Next, we use the above function to create those sequences and get the number of notes/chords, durations, and offsets we have.

In [16]:
vocab_length_notes = len(set(all_notes))
vocab_length_offsets = len(set(all_offsets))
vocab_length_durations = len(set(all_durations))
print('Number of notes/chords: ' + str(vocab_length_notes))
print('Number of offsets: ' + str(vocab_length_offsets))
print('Number of durations: ' + str(vocab_length_durations))

neural_network_input_notes, normalized_input_notes, neural_network_output_notes = \
    create_sequences(all_notes, vocab_length_notes)

neural_network_input_offsets, normalized_input_offsets, neural_network_output_offsets = \
    create_sequences(all_offsets, vocab_length_offsets)

neural_network_input_durations, normalized_input_durations, neural_network_output_durations = \
    create_sequences(all_durations, vocab_length_durations)

__EXERCISE DETAILS__. Copy the lines of the note-sequence code between "vocab_length_offsets = len(set(all_offsets))" and "offsets: ' + str(vocab_length_offsets))", inclusive, and switch every "vocab_length_offsets" to "offset_vocab_size".

__RECORD EXTRACTS__.

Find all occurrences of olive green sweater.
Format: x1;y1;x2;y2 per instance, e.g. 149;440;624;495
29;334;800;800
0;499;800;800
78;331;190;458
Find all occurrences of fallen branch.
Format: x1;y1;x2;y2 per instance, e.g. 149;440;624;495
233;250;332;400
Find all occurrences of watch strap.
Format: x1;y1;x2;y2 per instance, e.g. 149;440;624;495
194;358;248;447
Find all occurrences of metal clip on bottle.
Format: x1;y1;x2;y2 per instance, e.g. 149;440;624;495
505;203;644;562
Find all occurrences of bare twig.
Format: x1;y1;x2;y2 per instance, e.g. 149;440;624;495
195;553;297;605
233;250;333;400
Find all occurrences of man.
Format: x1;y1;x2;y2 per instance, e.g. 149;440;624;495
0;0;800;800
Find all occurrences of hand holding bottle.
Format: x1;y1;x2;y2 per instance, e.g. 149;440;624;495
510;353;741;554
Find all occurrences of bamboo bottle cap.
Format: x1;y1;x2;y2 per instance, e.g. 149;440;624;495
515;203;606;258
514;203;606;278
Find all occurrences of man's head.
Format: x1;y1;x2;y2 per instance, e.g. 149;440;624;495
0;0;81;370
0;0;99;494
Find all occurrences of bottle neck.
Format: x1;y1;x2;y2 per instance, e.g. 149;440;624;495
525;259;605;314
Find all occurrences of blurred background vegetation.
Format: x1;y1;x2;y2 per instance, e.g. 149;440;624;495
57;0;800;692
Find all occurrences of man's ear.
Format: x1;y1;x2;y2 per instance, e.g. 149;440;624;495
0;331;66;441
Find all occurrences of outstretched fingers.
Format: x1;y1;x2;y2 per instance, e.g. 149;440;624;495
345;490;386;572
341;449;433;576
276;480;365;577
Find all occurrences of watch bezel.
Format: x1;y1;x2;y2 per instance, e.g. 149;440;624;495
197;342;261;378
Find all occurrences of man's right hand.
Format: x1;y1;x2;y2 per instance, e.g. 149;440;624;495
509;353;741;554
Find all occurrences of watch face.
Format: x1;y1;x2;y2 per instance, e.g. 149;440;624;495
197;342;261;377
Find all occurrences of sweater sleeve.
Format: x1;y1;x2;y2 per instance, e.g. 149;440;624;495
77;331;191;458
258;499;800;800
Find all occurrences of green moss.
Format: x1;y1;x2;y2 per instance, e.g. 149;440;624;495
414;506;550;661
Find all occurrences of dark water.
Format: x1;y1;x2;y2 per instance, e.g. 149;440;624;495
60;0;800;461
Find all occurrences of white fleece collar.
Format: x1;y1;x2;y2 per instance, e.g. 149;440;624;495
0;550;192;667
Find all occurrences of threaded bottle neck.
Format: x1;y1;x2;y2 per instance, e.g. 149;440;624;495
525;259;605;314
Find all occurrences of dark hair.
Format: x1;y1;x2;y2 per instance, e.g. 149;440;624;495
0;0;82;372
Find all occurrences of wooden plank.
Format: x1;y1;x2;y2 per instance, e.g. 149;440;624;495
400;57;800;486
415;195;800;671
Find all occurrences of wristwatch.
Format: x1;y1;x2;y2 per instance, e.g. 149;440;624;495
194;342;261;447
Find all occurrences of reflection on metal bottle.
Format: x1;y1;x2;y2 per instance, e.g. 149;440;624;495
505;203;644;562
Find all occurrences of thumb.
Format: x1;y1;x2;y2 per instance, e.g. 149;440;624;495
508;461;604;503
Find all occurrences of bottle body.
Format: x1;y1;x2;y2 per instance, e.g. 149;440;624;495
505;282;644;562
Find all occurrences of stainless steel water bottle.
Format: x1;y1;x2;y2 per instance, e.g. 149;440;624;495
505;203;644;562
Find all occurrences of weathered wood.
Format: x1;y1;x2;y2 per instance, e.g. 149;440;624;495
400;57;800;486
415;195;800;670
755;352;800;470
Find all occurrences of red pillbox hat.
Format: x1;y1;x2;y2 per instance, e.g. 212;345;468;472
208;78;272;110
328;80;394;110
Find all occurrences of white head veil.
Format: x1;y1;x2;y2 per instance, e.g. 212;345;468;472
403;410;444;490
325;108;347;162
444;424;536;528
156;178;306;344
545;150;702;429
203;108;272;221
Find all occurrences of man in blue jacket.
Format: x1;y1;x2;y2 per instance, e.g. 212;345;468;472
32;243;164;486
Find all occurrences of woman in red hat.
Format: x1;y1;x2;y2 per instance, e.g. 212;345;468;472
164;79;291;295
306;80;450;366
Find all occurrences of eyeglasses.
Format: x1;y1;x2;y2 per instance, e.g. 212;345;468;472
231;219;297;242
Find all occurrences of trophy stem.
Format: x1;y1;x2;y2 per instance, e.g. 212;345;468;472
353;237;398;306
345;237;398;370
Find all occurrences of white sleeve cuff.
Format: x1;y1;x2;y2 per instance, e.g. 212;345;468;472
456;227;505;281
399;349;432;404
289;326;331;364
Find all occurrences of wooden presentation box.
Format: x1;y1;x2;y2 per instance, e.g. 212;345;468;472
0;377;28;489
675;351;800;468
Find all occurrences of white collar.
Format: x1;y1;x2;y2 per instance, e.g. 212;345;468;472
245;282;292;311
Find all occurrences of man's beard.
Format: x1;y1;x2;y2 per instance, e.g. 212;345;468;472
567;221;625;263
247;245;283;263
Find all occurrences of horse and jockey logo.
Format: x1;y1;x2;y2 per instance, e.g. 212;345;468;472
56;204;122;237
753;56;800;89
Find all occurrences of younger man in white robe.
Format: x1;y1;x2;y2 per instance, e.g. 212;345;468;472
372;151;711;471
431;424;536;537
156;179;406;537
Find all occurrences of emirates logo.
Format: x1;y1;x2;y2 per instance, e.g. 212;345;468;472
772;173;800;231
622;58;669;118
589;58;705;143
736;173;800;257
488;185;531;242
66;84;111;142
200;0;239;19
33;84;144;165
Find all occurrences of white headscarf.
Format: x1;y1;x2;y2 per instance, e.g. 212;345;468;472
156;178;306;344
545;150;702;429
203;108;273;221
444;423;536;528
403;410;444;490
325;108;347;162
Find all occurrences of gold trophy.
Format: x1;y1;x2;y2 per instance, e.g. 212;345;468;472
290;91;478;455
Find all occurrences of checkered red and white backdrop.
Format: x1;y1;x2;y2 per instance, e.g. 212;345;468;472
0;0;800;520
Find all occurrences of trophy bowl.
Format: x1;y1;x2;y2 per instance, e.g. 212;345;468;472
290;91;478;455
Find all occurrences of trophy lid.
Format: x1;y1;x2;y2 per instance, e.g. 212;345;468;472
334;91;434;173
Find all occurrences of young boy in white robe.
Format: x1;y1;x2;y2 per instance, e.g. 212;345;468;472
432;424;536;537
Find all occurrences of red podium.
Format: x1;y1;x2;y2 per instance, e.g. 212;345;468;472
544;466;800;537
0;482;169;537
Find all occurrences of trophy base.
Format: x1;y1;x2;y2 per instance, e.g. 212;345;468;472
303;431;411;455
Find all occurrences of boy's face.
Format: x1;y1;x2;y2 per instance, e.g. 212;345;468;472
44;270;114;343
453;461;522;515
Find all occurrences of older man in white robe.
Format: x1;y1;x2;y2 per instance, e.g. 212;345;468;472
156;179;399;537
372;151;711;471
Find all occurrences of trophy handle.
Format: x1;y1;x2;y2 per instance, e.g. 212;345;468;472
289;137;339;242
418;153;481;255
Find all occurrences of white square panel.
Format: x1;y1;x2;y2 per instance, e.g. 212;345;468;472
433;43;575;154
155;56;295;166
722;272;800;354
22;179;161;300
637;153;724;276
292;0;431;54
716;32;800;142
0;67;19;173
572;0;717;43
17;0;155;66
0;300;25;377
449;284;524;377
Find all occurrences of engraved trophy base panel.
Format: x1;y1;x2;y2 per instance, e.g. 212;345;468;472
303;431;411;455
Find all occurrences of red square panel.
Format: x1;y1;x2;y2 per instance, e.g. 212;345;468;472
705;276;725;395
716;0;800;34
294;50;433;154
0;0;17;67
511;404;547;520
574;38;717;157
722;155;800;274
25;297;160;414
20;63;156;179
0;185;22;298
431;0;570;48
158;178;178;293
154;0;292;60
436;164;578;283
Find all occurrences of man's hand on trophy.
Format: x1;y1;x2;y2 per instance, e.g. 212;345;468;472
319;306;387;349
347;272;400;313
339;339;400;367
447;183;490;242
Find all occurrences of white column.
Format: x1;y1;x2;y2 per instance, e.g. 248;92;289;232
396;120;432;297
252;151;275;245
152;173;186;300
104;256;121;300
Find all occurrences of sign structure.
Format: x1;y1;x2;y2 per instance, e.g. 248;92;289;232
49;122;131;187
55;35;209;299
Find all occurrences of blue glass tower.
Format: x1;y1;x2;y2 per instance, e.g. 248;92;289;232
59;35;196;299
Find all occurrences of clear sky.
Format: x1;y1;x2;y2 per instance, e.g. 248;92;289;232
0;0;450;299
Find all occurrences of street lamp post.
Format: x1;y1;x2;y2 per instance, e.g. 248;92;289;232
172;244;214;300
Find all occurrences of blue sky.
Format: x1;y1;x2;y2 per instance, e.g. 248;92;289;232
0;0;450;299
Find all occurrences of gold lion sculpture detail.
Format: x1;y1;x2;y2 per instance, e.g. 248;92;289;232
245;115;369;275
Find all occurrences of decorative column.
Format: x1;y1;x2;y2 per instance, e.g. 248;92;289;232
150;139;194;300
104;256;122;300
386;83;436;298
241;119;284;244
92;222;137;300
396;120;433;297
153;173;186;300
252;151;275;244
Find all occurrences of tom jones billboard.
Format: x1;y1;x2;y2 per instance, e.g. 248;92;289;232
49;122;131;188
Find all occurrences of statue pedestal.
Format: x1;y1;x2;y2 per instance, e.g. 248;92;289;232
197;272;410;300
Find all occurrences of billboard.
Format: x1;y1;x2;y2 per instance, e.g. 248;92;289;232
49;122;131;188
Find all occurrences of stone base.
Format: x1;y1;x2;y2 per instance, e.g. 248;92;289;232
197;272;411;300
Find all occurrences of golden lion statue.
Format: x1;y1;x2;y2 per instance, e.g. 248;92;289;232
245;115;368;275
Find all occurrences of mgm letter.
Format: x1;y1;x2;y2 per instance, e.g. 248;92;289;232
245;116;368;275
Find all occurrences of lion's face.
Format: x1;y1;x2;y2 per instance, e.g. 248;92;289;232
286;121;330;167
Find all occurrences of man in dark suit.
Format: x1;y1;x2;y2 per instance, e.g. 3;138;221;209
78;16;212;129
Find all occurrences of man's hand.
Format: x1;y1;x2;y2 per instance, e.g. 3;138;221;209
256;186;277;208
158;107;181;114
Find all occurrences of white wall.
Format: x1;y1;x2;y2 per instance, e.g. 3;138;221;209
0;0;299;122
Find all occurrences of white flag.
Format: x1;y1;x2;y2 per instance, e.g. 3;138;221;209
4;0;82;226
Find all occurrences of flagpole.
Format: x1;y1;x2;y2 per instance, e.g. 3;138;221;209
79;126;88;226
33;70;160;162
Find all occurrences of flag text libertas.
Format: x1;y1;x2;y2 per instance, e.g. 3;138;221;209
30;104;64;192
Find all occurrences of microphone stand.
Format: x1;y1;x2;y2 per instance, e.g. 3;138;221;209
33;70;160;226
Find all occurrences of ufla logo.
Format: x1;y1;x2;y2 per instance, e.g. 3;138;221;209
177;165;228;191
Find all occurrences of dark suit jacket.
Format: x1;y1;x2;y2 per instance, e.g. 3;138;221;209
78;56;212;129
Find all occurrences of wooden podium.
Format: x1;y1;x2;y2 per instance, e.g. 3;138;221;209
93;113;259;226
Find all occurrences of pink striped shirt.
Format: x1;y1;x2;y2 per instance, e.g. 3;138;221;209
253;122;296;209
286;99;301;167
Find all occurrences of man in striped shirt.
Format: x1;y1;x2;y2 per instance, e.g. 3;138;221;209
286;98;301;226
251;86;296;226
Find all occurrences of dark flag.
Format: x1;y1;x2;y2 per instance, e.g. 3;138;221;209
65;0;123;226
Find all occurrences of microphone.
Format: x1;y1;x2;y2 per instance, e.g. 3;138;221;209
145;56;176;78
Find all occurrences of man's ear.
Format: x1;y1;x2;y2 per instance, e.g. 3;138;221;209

__OUTPUT__.
offset_vocab_size = len(set(all_offsets))
vocab_length_durations = len(set(all_durations))
print('Number of notes/chords: ' + str(vocab_length_notes))
print('Number of offsets: ' + str(offset_vocab_size))